Task details
A verbatim transcript of the data that follows, free of images, is the expected result.

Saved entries

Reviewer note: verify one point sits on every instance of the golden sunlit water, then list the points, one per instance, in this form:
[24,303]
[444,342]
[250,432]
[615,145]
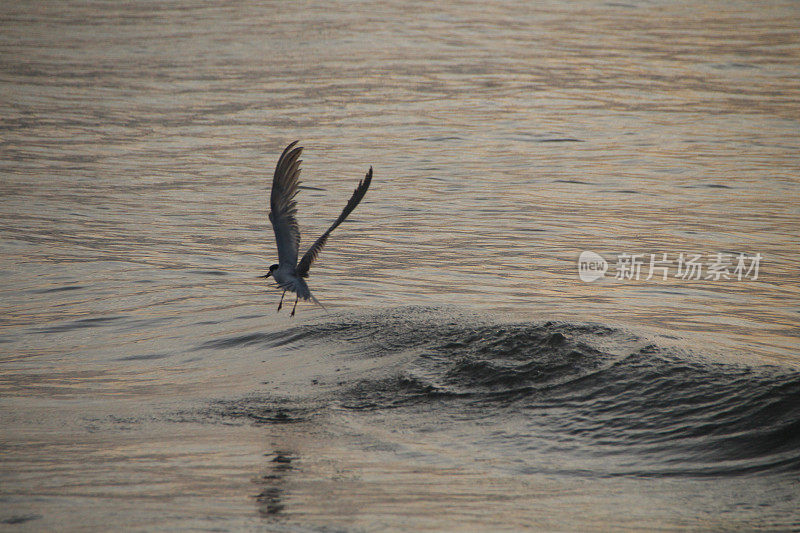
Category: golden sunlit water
[464,376]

Written solution
Reviewer note: verify one point sits on every instance of the golden sunlit water, then list the points, one per instance, in this form:
[24,303]
[444,342]
[250,432]
[615,145]
Category: golden sunlit water
[464,376]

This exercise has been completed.